Where the word "concrete" appears in a line below, copy the whole line.

** Supplied material follows **

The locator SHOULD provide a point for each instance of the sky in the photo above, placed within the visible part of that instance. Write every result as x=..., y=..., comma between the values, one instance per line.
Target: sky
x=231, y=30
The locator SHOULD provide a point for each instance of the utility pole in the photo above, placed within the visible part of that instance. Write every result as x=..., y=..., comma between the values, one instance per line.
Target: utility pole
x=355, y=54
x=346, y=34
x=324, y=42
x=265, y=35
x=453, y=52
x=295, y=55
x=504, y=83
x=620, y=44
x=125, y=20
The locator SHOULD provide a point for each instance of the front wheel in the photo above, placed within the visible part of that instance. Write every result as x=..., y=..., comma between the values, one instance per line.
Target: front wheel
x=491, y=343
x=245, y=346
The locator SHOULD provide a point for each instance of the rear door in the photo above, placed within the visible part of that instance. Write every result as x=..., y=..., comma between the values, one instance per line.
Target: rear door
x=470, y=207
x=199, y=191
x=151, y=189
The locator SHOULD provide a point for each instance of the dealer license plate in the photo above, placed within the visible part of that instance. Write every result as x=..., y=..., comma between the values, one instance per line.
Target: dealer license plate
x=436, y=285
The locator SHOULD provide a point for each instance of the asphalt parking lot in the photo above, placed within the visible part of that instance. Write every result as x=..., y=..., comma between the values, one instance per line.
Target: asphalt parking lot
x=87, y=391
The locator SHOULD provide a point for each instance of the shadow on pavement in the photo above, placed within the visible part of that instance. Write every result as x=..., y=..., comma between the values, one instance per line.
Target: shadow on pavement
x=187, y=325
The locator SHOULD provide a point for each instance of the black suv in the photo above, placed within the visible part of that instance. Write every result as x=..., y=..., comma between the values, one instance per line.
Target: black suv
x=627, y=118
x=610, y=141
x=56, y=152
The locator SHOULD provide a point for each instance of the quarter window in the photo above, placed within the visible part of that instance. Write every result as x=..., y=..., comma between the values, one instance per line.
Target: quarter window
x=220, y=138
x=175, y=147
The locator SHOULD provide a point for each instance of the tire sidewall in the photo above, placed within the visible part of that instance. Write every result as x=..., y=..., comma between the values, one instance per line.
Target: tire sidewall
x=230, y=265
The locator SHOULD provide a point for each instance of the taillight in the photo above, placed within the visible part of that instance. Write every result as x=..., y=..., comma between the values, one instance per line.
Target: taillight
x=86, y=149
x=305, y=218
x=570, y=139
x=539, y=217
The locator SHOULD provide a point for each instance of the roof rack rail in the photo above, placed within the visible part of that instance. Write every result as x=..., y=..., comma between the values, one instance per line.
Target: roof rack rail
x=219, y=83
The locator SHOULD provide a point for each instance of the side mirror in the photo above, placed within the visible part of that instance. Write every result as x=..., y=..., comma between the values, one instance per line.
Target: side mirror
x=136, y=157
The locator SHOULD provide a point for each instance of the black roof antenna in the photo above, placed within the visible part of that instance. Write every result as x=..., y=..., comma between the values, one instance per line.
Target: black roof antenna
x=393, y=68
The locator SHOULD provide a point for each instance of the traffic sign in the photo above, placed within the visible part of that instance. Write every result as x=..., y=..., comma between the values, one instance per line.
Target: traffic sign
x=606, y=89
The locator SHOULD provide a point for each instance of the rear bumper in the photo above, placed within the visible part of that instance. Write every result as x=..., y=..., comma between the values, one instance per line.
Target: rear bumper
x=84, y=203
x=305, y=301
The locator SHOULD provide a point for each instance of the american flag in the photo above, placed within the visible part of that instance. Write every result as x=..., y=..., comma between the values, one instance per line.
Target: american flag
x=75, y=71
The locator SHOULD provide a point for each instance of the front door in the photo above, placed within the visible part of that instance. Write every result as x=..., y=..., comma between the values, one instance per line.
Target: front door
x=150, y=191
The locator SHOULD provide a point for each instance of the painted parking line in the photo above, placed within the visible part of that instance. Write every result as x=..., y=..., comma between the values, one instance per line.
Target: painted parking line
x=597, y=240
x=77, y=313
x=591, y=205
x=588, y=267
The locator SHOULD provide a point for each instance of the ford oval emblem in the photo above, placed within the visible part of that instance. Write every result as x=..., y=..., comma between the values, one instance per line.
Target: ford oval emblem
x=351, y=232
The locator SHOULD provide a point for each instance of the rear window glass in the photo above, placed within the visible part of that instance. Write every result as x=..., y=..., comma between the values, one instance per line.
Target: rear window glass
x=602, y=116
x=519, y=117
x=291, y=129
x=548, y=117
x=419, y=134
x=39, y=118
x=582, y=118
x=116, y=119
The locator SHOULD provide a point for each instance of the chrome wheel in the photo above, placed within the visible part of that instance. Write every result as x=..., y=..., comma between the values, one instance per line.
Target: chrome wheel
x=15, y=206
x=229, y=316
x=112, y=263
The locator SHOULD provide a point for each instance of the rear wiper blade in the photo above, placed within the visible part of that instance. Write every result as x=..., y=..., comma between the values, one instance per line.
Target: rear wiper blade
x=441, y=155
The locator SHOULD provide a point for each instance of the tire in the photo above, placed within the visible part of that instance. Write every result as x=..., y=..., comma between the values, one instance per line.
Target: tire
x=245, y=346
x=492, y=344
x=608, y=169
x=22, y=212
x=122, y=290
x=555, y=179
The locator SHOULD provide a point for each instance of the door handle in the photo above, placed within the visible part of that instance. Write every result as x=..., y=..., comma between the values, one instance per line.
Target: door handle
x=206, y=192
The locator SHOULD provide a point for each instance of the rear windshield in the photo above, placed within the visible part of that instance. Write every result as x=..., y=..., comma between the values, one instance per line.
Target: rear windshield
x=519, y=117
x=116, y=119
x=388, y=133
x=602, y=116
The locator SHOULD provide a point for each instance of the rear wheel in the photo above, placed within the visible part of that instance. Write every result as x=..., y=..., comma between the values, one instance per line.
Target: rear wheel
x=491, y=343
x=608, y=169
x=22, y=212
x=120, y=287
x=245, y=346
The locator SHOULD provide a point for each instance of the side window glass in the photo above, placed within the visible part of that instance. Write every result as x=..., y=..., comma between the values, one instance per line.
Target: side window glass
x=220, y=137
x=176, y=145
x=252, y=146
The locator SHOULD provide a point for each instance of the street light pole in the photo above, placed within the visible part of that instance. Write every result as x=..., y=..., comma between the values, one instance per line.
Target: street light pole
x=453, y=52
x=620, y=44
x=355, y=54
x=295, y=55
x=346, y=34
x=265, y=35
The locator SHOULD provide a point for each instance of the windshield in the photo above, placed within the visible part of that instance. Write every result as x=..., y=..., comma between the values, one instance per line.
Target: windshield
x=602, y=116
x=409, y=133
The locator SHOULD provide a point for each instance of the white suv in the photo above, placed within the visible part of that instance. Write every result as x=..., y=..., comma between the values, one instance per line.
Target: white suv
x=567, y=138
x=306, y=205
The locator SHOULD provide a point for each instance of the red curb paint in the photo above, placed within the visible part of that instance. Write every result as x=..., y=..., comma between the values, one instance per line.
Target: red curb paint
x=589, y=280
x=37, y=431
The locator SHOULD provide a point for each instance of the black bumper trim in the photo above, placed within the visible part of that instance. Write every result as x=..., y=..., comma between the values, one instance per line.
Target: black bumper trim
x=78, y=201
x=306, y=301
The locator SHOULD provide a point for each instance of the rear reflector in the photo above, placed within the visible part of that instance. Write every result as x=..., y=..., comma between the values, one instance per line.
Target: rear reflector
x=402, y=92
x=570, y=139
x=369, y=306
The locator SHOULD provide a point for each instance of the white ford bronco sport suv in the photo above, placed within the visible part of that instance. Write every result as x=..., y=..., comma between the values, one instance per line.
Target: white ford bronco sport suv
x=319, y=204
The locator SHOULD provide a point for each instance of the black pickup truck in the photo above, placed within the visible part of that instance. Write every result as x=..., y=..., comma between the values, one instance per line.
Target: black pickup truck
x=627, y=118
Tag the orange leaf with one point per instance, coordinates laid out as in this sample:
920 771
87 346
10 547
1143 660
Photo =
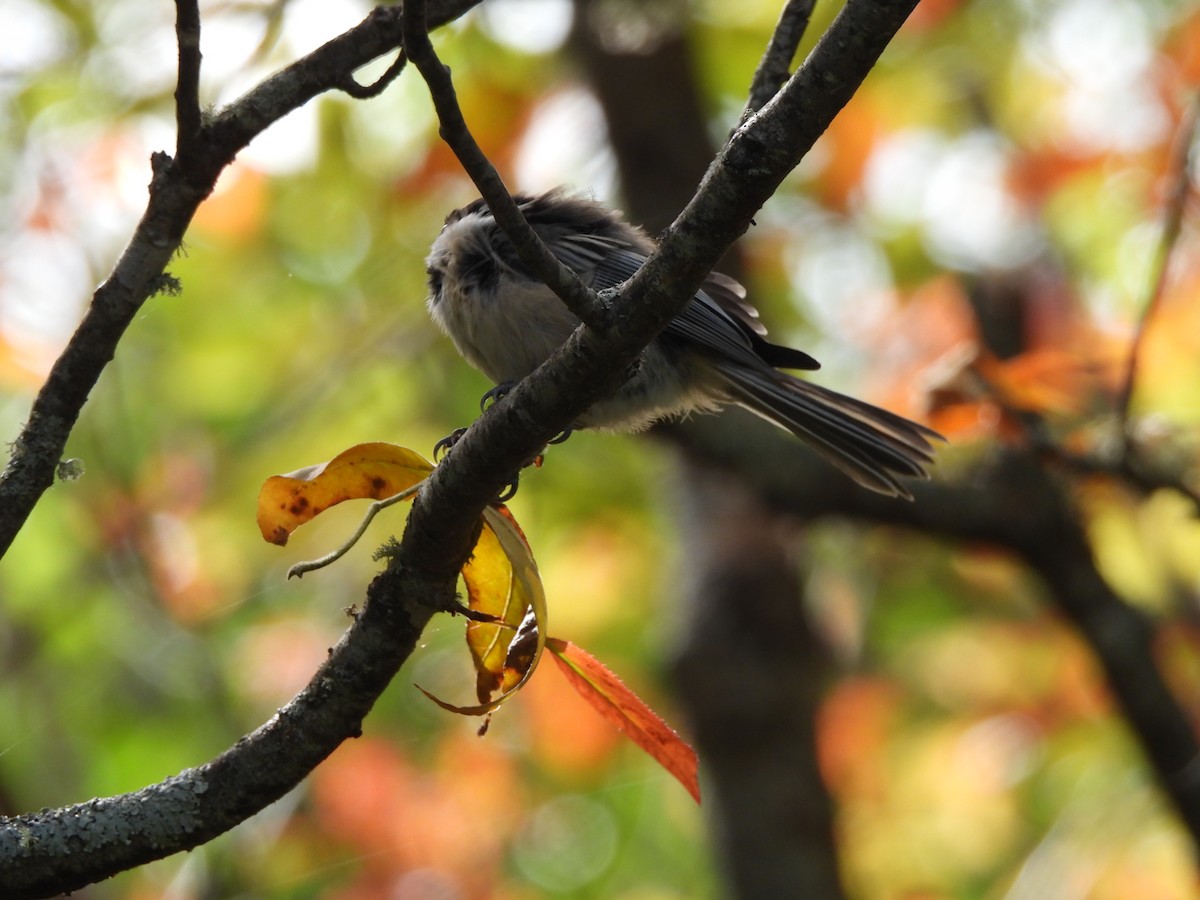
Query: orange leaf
617 703
364 472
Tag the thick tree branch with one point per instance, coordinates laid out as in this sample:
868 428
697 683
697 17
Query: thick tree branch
1012 502
107 835
177 189
589 366
57 851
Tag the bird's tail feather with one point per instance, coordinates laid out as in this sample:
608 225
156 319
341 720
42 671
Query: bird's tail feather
871 445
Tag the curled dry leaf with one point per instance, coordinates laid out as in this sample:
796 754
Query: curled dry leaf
363 472
502 580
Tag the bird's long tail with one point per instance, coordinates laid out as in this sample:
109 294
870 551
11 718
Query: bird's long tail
871 445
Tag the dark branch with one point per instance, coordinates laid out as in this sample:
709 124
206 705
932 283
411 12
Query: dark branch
57 851
187 87
175 192
106 837
1012 502
774 67
589 366
365 91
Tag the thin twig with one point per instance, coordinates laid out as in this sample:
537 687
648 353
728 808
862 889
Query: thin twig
455 132
187 87
365 91
774 67
307 565
1173 219
1129 468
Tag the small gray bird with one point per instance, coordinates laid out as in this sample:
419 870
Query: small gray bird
507 323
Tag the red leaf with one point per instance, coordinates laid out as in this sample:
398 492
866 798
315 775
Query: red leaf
617 703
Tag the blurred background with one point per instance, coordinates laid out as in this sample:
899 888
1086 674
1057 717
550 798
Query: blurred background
977 232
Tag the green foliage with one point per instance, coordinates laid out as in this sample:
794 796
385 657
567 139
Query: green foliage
144 627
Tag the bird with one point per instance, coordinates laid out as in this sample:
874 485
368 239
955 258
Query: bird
505 323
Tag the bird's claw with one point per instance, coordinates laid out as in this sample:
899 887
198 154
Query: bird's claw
445 444
496 394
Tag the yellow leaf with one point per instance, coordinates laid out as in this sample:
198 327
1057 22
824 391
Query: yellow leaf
363 472
502 581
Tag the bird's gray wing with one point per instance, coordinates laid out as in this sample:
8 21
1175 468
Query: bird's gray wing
717 321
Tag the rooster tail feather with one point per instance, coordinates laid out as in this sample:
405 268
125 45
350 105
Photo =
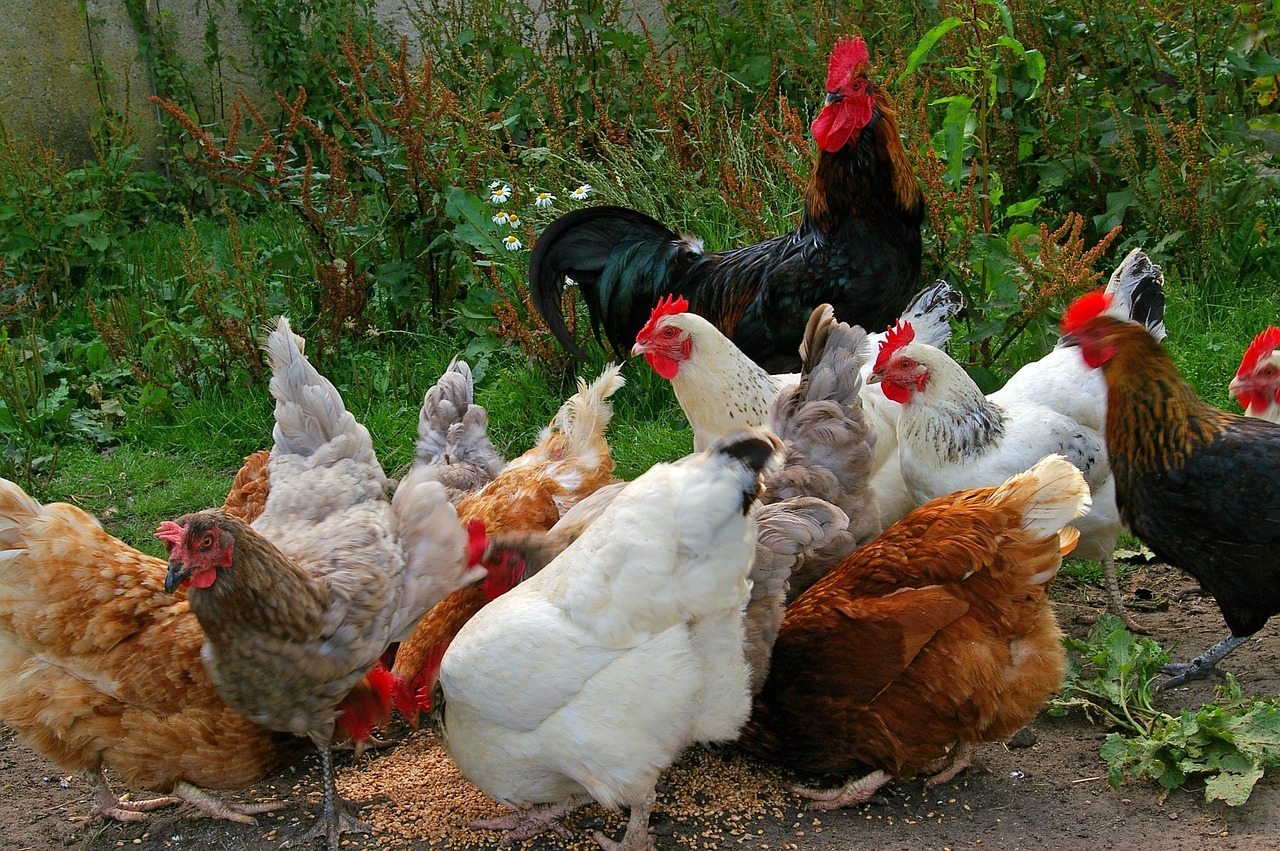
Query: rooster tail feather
620 260
1052 494
1137 291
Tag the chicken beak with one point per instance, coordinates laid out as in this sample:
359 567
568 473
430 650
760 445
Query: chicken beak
177 575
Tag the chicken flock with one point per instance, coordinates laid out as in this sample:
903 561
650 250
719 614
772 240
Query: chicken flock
849 576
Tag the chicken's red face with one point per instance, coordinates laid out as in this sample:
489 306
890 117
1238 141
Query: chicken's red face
1257 384
664 346
901 376
850 96
197 550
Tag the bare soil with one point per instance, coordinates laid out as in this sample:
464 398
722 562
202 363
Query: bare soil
1050 795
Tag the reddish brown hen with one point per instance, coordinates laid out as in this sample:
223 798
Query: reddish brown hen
929 640
100 667
1198 485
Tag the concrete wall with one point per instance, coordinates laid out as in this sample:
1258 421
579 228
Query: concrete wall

** End of Supplied material **

> Solution for this task
Tag the concrete wall with one point per instance, coordinates laid out as in this sample:
Query: concrete wall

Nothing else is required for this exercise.